Information given start
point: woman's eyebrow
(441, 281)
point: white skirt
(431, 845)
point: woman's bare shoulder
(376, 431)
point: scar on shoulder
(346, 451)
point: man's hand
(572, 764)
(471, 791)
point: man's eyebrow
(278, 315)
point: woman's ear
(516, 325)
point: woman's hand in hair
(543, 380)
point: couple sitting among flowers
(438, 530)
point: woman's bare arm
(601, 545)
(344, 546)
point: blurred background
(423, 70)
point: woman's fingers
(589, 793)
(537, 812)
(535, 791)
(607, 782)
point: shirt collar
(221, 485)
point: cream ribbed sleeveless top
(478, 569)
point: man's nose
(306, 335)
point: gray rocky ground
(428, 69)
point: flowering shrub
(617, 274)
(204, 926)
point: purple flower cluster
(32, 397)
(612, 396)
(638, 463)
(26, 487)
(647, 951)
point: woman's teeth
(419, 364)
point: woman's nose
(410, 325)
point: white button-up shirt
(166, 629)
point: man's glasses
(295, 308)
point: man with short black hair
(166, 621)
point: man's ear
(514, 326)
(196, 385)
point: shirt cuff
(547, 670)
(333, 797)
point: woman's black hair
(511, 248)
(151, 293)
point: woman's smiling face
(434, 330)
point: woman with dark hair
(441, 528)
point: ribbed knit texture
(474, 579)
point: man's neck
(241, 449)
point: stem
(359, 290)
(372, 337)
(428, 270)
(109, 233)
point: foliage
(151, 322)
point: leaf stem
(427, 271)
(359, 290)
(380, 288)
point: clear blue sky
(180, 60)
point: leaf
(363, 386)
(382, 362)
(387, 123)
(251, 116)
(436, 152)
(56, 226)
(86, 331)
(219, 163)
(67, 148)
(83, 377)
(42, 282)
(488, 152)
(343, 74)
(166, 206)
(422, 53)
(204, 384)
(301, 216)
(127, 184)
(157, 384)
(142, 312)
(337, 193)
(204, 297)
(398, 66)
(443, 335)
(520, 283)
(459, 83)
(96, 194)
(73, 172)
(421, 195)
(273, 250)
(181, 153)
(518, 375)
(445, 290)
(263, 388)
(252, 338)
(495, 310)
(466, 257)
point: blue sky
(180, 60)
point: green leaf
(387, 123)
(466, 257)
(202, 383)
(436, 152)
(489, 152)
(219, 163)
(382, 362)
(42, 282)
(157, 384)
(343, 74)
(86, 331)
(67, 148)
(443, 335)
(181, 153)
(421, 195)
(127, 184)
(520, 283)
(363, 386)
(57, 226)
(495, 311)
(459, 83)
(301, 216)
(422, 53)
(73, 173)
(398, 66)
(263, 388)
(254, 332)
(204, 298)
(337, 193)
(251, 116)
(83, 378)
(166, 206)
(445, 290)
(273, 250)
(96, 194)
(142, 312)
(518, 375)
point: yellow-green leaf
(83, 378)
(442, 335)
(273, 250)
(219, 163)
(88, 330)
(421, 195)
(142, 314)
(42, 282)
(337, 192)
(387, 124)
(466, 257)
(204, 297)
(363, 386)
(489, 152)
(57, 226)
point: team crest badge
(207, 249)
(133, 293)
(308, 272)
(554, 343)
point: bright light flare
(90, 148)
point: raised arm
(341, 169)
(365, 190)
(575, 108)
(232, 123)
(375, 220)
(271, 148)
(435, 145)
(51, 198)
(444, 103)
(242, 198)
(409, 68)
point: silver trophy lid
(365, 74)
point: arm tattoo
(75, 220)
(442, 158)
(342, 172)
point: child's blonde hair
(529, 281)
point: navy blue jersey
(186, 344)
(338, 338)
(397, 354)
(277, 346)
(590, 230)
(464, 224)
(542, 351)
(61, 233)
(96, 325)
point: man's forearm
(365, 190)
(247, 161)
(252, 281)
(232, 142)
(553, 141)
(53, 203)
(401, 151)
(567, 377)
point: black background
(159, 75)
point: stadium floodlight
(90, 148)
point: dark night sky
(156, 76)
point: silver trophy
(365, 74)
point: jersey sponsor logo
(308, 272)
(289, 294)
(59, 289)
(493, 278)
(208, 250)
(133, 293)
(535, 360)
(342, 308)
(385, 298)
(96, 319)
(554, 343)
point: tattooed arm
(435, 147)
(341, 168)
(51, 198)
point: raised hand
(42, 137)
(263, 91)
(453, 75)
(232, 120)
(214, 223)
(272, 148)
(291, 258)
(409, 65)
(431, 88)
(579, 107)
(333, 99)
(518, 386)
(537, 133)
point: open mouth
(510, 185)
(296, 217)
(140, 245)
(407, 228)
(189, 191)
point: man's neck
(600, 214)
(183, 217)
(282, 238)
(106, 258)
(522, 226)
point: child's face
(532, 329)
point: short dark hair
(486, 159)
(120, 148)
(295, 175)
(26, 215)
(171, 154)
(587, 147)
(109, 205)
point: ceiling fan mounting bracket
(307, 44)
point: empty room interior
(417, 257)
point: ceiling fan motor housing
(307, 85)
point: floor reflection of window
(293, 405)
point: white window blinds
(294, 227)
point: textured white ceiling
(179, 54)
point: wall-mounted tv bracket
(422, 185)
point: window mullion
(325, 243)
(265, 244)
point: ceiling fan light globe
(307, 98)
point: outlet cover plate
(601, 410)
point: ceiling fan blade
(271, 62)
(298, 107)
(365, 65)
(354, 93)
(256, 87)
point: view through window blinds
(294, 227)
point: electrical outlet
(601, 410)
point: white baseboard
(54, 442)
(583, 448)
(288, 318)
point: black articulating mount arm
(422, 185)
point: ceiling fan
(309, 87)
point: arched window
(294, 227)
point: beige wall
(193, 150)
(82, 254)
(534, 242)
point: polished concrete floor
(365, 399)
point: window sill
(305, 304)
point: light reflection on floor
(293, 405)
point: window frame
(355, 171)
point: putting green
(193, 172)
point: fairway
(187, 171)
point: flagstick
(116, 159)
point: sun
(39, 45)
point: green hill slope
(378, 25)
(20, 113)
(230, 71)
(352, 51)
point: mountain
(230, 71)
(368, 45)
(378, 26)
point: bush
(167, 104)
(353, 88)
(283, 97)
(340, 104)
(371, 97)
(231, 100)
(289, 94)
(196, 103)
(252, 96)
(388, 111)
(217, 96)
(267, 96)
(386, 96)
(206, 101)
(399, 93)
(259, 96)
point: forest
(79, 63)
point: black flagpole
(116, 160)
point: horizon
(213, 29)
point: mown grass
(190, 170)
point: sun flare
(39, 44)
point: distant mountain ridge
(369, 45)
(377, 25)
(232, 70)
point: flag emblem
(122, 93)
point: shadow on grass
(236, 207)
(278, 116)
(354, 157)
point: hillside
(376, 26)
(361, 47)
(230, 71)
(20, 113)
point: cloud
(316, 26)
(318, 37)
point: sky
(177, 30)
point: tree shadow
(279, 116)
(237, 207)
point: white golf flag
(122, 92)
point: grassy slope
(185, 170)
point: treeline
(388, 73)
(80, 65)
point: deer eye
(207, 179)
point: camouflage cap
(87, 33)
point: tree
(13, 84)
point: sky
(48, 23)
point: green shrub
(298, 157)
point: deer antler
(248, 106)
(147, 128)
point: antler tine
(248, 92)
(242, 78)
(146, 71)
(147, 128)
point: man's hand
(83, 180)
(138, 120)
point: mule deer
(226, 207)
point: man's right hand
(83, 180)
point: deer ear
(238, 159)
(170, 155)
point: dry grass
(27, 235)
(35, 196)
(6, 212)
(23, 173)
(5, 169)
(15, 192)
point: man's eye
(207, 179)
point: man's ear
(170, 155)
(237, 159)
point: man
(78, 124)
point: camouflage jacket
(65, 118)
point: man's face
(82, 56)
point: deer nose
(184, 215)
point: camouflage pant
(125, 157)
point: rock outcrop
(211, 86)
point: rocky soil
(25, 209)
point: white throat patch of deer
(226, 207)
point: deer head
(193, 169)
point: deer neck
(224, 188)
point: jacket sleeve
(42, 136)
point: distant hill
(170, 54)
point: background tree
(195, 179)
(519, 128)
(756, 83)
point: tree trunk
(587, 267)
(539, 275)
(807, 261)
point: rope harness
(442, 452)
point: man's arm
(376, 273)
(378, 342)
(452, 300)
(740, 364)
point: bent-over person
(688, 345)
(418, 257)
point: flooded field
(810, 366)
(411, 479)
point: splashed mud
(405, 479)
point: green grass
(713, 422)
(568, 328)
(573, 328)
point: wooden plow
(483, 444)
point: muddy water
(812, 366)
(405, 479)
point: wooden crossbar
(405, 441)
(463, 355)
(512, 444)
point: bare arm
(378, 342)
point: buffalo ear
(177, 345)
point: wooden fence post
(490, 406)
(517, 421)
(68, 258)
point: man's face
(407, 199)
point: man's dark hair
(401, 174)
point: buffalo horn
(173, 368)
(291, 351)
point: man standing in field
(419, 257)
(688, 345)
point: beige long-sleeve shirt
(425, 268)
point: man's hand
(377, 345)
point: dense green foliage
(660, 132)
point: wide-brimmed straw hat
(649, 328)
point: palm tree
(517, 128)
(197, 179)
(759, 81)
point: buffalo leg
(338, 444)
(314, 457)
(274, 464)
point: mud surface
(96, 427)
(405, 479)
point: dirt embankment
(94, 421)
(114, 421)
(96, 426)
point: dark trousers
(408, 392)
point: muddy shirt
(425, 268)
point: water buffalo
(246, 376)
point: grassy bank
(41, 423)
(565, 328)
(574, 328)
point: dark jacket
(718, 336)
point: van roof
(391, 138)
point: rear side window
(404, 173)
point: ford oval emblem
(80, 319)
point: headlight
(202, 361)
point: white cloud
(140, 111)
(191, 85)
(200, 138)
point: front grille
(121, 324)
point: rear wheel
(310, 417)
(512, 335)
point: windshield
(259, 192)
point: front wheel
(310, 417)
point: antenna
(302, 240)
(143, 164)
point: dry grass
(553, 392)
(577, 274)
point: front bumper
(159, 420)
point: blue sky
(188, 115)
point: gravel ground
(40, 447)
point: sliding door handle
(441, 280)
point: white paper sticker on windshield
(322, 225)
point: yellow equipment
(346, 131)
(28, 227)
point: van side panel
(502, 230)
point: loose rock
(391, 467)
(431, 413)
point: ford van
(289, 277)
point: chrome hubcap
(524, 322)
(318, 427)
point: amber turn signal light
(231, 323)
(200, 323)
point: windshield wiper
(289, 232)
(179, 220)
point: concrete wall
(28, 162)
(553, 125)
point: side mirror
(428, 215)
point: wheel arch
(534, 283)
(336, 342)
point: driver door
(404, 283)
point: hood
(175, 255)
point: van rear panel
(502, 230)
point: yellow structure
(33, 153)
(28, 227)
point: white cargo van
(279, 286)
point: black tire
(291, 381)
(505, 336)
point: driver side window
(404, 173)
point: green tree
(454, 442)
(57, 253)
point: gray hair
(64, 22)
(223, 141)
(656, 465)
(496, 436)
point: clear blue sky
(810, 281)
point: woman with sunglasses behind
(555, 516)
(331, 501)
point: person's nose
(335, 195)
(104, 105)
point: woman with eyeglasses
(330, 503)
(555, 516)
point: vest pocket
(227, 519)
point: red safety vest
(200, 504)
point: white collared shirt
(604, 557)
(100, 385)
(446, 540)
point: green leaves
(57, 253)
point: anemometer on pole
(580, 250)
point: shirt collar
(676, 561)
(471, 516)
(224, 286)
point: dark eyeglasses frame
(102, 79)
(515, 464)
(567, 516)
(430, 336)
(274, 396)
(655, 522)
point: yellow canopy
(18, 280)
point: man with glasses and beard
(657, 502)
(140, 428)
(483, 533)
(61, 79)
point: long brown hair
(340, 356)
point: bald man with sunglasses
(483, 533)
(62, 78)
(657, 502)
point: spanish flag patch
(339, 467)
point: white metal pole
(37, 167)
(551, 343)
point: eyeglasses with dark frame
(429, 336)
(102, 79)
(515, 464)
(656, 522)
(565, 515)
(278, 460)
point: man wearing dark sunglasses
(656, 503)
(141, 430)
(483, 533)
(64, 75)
Information given end
### Exercise aim:
Return, word for word, every line from the line with "point: front bumper" to the final line of the data.

### Exercise solution:
point: front bumper
(159, 420)
point: blue sky
(188, 115)
point: gravel ground
(40, 447)
point: sliding door handle
(441, 280)
point: white paper sticker on windshield
(322, 225)
point: yellow equipment
(346, 131)
(28, 227)
point: van side panel
(502, 230)
point: loose rock
(391, 467)
(431, 413)
point: ford van
(289, 277)
point: chrome hubcap
(524, 322)
(318, 427)
point: amber turn signal light
(231, 323)
(200, 323)
point: windshield wiper
(289, 232)
(179, 220)
point: concrete wall
(28, 162)
(553, 125)
point: side mirror
(428, 215)
point: wheel arch
(534, 283)
(336, 342)
point: driver door
(404, 283)
point: hood
(175, 255)
point: van rear panel
(502, 230)
point: yellow structure
(33, 153)
(28, 227)
point: white cargo van
(279, 286)
point: black tire
(291, 381)
(505, 336)
point: driver side window
(404, 173)
point: green tree
(454, 442)
(57, 253)
point: gray hair
(64, 22)
(223, 141)
(656, 465)
(496, 436)
point: clear blue sky
(810, 281)
point: woman with sunglasses behind
(555, 516)
(331, 501)
point: person's nose
(335, 195)
(104, 105)
point: woman with eyeglasses
(330, 503)
(555, 516)
point: vest pocket
(227, 519)
point: red safety vest
(200, 504)
point: white collared shirt
(604, 557)
(100, 385)
(446, 540)
point: green leaves
(57, 253)
point: anemometer on pole
(580, 250)
point: shirt collar
(676, 561)
(471, 516)
(224, 286)
point: dark eyeglasses frame
(102, 79)
(515, 464)
(567, 516)
(430, 336)
(274, 396)
(655, 522)
point: yellow canopy
(18, 280)
point: man with glasses and beard
(657, 502)
(140, 428)
(483, 533)
(61, 79)
point: long brown hair
(340, 356)
point: bald man with sunglasses
(483, 533)
(62, 78)
(657, 502)
point: spanish flag patch
(339, 467)
point: white metal pole
(37, 167)
(551, 343)
point: eyeglasses with dark frame
(429, 336)
(102, 79)
(515, 464)
(656, 522)
(565, 515)
(278, 460)
point: man wearing dark sunglasses
(656, 503)
(141, 430)
(483, 533)
(64, 75)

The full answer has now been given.